* [SELECTION]
++++++++++

Personal information
- Date of birth: 30 October 1979 (age 45)
- Place of birth: Western Australia
- Original team(s): North Albany / East Fremantle
- Debut: Round 8, 15 May 1999, Collingwood vs. Fremantle, at Melbourne Cricket Ground

Playing career^{1}
- Years: Club / Games (Goals)
- 1999–2010: Collingwood / 227 (149)
- ^{1} Playing statistics correct to the end of 2010.

Career highlights
- 2nd Collingwood best and fairest 2000; 3rd Collingwood best and fairest 2001, 2007; 2009 Jason McCartney Medal;

= Tarkyn Lockyer =

Australian rules footballer

Tarkyn Lockyer (born 30 October 1979) is a former professional Australian rules football player who played for the Collingwood Football Club in the Australian Football League (AFL). Upon his retirement at the end of the 2010 season, he served as the head coach of the Collingwood VFL Football Club. He then served as the midfield development coach at Collingwood. As of 2021, he served as the AFL national talent head coach as well as being a member of the 2021 Women's Under-19 All-Australian team selection committee.

++++++++++

* [DATA ENTRIES]

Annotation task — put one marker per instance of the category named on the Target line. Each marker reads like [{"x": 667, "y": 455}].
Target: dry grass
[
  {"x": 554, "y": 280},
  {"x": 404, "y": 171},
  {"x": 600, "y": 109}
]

++++++++++

* [STATED TASK]
Reproduce the Tarkyn Lockyer profile above word for word, from its first line to its last.

* [OUTPUT FOR THIS TASK]
Personal information
- Date of birth: 30 October 1979 (age 45)
- Place of birth: Western Australia
- Original team(s): North Albany / East Fremantle
- Debut: Round 8, 15 May 1999, Collingwood vs. Fremantle, at Melbourne Cricket Ground

Playing career^{1}
- Years: Club / Games (Goals)
- 1999–2010: Collingwood / 227 (149)
- ^{1} Playing statistics correct to the end of 2010.

Career highlights
- 2nd Collingwood best and fairest 2000; 3rd Collingwood best and fairest 2001, 2007; 2009 Jason McCartney Medal;

= Tarkyn Lockyer =

Australian rules footballer

Tarkyn Lockyer (born 30 October 1979) is a former professional Australian rules football player who played for the Collingwood Football Club in the Australian Football League (AFL). Upon his retirement at the end of the 2010 season, he served as the head coach of the Collingwood VFL Football Club. He then served as the midfield development coach at Collingwood. As of 2021, he served as the AFL national talent head coach as well as being a member of the 2021 Women's Under-19 All-Australian team selection committee.